• _EXERCISE GOAL_
Rewrite everything from the line containing "the green grass blade" down to the line containing "(1118, 840)" in the records below, swapping "green grass blade" for "blade of green grass" and leaving all else as it is.

===== DATASET ROWS

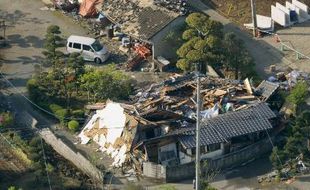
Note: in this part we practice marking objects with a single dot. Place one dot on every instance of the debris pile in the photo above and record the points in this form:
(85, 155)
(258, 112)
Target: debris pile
(170, 105)
(179, 6)
(178, 96)
(287, 80)
(139, 19)
(107, 128)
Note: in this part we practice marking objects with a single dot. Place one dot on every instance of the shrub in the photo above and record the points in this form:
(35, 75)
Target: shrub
(35, 142)
(54, 107)
(132, 186)
(167, 187)
(73, 125)
(34, 157)
(78, 113)
(299, 93)
(33, 89)
(6, 119)
(61, 115)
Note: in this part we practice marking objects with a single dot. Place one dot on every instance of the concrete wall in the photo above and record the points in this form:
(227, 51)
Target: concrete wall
(187, 171)
(279, 16)
(153, 170)
(75, 157)
(181, 172)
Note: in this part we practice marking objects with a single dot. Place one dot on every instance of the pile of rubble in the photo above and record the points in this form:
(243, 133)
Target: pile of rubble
(116, 127)
(179, 6)
(178, 95)
(140, 19)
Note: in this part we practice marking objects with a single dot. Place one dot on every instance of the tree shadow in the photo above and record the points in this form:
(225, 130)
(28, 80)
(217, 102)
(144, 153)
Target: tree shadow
(25, 60)
(18, 17)
(24, 42)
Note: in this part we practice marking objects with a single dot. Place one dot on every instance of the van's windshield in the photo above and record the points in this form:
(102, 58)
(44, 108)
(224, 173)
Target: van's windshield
(97, 46)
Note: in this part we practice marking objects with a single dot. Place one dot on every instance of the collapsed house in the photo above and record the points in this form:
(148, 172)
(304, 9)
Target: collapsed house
(158, 125)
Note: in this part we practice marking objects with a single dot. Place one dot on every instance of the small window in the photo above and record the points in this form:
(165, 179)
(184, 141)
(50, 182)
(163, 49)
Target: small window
(87, 48)
(77, 46)
(214, 147)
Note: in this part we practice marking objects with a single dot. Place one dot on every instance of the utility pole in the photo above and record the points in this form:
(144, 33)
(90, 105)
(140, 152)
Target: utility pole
(253, 7)
(198, 66)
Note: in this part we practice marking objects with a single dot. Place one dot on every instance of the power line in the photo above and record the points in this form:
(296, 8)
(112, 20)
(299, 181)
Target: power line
(47, 174)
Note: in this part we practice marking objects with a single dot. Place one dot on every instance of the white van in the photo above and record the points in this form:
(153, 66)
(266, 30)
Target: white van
(90, 48)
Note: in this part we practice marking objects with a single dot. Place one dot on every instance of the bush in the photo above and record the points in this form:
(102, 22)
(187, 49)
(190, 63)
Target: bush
(6, 119)
(167, 187)
(61, 115)
(73, 125)
(33, 89)
(78, 113)
(34, 157)
(54, 107)
(35, 142)
(132, 186)
(299, 93)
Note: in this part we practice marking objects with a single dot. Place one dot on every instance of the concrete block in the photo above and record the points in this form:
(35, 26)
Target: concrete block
(279, 16)
(304, 9)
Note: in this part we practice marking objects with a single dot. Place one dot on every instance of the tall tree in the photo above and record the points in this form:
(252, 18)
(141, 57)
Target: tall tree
(106, 83)
(299, 93)
(202, 42)
(76, 64)
(52, 42)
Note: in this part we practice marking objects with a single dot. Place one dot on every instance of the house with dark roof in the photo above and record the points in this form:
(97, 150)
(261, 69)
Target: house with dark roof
(220, 135)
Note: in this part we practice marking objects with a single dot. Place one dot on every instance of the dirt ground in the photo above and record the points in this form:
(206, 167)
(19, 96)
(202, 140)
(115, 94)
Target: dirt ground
(239, 11)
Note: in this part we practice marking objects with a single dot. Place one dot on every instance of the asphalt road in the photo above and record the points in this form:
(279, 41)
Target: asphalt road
(27, 27)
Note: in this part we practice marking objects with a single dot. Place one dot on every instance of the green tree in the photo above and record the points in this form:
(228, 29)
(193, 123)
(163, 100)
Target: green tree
(237, 58)
(167, 187)
(132, 186)
(76, 63)
(73, 125)
(207, 174)
(203, 42)
(52, 42)
(6, 119)
(50, 168)
(108, 83)
(299, 93)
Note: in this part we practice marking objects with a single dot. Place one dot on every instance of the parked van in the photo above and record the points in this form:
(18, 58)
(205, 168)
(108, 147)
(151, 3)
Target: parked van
(90, 48)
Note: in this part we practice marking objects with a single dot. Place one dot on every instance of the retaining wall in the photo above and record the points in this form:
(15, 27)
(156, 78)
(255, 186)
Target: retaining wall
(75, 157)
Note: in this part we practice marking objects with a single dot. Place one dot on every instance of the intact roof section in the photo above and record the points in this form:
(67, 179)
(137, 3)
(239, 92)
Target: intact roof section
(266, 89)
(233, 124)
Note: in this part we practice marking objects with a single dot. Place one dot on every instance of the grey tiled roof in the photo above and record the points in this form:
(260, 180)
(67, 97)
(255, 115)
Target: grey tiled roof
(266, 88)
(226, 126)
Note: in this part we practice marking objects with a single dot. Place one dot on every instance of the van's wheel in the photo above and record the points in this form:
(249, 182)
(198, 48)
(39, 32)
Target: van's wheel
(98, 60)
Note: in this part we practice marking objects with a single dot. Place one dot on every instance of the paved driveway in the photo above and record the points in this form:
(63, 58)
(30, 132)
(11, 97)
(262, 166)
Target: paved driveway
(25, 34)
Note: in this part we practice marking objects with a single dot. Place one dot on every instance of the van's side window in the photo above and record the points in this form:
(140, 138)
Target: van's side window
(77, 46)
(86, 48)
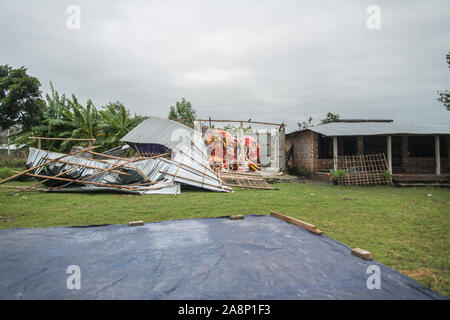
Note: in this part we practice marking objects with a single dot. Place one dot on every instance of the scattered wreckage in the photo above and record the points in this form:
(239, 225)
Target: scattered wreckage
(169, 154)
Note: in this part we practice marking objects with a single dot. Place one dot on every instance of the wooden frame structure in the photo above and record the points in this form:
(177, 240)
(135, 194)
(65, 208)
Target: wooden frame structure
(363, 170)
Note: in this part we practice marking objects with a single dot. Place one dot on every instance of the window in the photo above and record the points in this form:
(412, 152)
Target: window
(325, 146)
(421, 146)
(350, 145)
(443, 143)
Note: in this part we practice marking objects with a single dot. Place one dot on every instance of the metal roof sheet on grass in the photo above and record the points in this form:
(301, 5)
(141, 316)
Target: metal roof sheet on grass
(378, 128)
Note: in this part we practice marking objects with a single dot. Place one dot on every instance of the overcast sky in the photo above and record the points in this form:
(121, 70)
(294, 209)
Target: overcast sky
(265, 60)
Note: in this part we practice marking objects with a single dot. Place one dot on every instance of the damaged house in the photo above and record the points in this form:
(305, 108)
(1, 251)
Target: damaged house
(407, 149)
(169, 154)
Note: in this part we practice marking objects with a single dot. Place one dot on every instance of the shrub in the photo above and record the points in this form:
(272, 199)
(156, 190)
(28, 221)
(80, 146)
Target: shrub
(338, 174)
(387, 175)
(299, 172)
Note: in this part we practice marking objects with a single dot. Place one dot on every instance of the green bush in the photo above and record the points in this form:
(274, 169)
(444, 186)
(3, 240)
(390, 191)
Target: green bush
(12, 162)
(387, 175)
(299, 172)
(6, 172)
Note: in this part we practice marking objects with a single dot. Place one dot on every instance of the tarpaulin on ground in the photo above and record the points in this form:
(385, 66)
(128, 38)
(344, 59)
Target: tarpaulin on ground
(259, 257)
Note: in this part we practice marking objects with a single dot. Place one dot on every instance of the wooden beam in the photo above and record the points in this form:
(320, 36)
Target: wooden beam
(246, 121)
(60, 139)
(91, 167)
(79, 181)
(305, 225)
(335, 153)
(389, 153)
(363, 254)
(437, 152)
(46, 163)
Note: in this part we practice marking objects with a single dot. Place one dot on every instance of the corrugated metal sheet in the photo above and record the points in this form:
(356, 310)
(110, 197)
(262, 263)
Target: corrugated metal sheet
(378, 128)
(159, 131)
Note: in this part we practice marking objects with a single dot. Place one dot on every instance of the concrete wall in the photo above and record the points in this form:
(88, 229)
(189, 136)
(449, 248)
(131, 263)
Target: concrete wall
(305, 154)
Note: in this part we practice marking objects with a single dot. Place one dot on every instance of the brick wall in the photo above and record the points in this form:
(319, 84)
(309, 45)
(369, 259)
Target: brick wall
(304, 149)
(305, 154)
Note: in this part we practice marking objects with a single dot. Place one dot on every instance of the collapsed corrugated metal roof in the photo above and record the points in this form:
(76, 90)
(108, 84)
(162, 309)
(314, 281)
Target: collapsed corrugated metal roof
(155, 175)
(378, 128)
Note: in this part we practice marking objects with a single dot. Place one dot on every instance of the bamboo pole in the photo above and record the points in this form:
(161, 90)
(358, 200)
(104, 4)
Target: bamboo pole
(61, 139)
(46, 163)
(92, 167)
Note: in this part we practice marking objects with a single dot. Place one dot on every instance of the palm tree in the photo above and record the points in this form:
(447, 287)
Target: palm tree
(115, 123)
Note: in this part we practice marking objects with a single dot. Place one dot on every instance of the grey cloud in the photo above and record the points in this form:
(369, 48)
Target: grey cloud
(265, 60)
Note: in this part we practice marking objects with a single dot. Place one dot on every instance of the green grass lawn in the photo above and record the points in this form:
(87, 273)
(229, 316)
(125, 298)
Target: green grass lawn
(403, 228)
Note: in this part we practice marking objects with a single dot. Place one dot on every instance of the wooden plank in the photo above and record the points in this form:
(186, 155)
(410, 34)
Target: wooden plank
(78, 181)
(46, 163)
(364, 254)
(90, 167)
(42, 181)
(136, 223)
(305, 225)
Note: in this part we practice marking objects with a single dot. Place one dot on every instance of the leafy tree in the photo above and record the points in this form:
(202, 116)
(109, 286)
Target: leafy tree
(115, 123)
(183, 112)
(444, 96)
(20, 98)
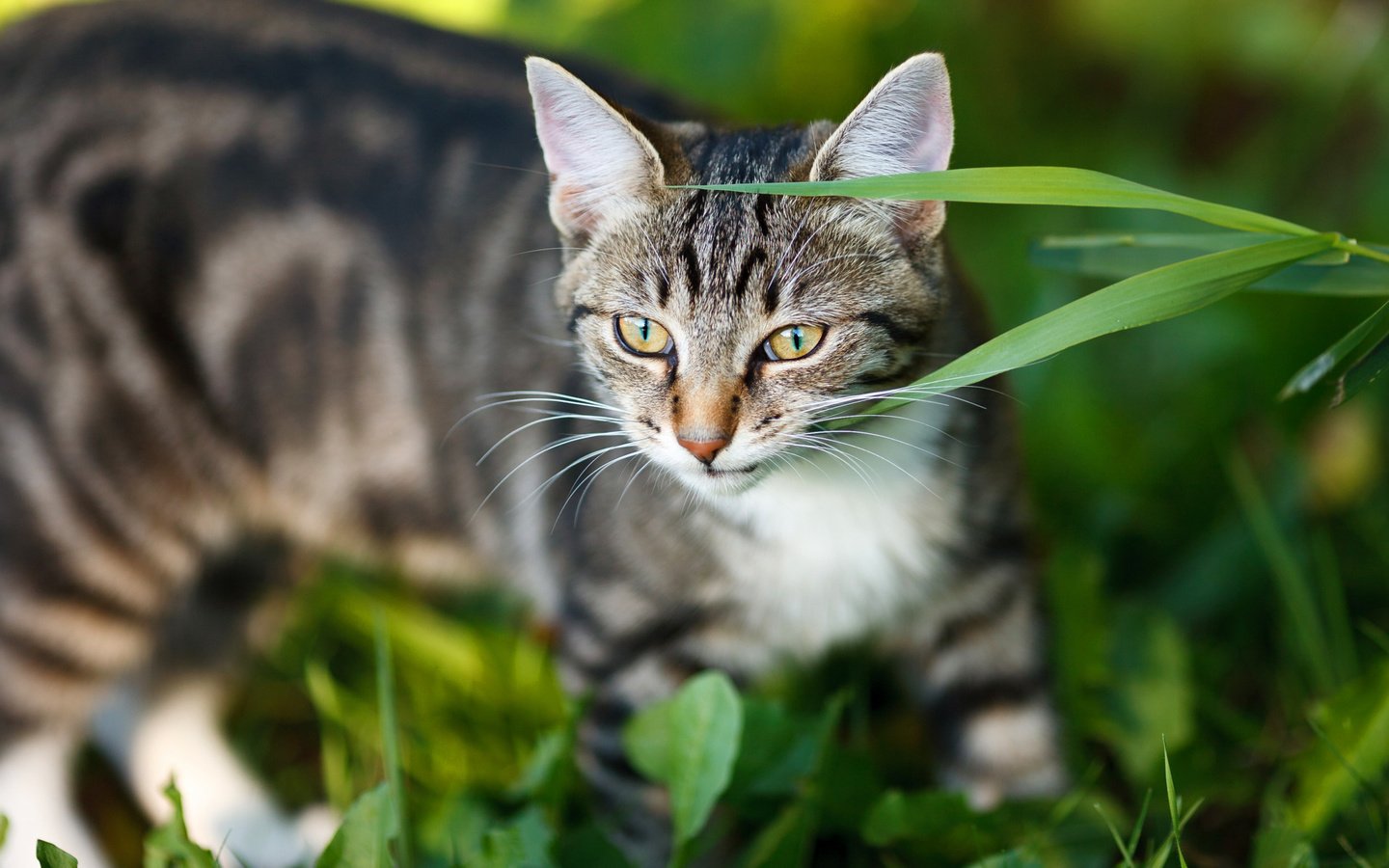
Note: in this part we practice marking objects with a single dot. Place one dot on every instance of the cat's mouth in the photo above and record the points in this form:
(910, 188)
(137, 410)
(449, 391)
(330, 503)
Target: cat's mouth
(729, 473)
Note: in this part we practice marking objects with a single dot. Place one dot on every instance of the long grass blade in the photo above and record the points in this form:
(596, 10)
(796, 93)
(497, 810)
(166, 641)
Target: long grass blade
(1342, 357)
(1120, 256)
(1028, 185)
(391, 741)
(1139, 300)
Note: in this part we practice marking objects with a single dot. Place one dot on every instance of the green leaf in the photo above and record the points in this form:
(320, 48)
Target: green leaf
(548, 775)
(1120, 256)
(1353, 347)
(1012, 858)
(521, 843)
(689, 744)
(1364, 371)
(53, 857)
(365, 838)
(1173, 805)
(1351, 753)
(776, 751)
(1028, 185)
(785, 843)
(1291, 580)
(1152, 691)
(589, 848)
(924, 814)
(391, 742)
(1284, 848)
(168, 846)
(1139, 300)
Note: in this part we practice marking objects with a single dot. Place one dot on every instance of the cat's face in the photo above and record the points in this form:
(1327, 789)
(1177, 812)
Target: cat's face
(723, 325)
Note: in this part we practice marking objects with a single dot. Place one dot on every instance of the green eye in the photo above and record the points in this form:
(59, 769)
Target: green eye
(793, 341)
(643, 337)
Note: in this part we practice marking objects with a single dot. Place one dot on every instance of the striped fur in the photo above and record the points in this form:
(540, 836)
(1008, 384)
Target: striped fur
(261, 267)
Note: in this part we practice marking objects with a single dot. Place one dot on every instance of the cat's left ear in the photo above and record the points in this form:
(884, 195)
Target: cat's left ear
(905, 123)
(600, 166)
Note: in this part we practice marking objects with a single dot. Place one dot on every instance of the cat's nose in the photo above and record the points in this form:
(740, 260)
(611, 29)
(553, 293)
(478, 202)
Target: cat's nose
(704, 450)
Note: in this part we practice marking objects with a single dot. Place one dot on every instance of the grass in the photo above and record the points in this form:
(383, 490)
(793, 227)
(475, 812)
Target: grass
(1217, 557)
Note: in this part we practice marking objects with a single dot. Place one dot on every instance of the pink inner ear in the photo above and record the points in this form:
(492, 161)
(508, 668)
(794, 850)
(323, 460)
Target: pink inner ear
(935, 128)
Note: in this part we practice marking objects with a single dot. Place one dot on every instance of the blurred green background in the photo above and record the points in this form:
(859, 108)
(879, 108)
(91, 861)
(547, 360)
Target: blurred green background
(1218, 561)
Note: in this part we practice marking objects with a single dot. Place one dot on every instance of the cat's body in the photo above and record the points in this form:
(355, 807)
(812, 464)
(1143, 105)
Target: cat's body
(258, 260)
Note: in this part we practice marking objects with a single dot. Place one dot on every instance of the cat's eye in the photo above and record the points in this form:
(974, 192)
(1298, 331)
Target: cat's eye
(643, 337)
(793, 341)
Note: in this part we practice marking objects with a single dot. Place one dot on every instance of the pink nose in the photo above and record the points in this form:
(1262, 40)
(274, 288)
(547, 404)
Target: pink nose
(704, 450)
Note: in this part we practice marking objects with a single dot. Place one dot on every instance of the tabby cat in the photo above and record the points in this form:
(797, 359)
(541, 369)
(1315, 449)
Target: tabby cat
(280, 278)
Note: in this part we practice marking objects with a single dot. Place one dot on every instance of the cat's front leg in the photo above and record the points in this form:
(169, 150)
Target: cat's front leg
(981, 675)
(619, 649)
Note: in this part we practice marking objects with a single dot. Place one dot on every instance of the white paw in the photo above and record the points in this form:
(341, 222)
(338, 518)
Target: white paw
(261, 838)
(317, 824)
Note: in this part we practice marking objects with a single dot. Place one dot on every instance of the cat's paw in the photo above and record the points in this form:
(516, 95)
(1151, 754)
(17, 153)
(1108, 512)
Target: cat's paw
(317, 824)
(1009, 753)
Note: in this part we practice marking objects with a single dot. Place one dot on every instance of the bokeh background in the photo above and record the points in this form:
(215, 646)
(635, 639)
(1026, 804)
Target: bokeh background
(1217, 560)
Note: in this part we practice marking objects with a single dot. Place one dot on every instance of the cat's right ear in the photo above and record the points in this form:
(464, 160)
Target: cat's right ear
(600, 166)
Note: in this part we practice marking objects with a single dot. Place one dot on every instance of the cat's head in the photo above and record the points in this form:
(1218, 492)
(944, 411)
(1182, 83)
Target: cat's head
(722, 322)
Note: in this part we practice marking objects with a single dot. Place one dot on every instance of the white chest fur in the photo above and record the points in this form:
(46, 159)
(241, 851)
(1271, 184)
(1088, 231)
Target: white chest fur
(835, 553)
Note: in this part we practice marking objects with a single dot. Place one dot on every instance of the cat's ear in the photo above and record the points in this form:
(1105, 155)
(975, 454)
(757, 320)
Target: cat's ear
(903, 125)
(600, 166)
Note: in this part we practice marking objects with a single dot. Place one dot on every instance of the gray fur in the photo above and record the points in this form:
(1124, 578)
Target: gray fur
(258, 260)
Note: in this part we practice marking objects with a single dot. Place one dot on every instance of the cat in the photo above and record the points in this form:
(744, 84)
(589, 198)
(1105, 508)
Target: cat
(280, 278)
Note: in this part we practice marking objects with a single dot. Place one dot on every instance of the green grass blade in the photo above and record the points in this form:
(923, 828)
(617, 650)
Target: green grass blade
(1120, 256)
(1364, 371)
(1139, 300)
(1138, 824)
(1351, 753)
(1028, 185)
(1294, 587)
(50, 855)
(1337, 360)
(391, 741)
(1173, 805)
(1118, 840)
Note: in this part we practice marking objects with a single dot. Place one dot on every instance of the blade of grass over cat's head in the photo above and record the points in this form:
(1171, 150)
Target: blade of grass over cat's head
(1120, 256)
(1342, 356)
(1026, 185)
(1139, 300)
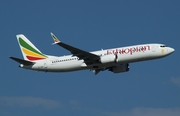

==========

• _OUTPUT OF THE TASK_
Note: in this part we practice marking objects with a single dot. Place one dot on every instance of the blade of green grass in the photo above and record the points in this form:
(923, 828)
(617, 650)
Target: blade of green grass
(1120, 256)
(1364, 371)
(1139, 300)
(1138, 824)
(1351, 753)
(1028, 185)
(1294, 587)
(50, 855)
(1337, 360)
(391, 741)
(1173, 805)
(1118, 840)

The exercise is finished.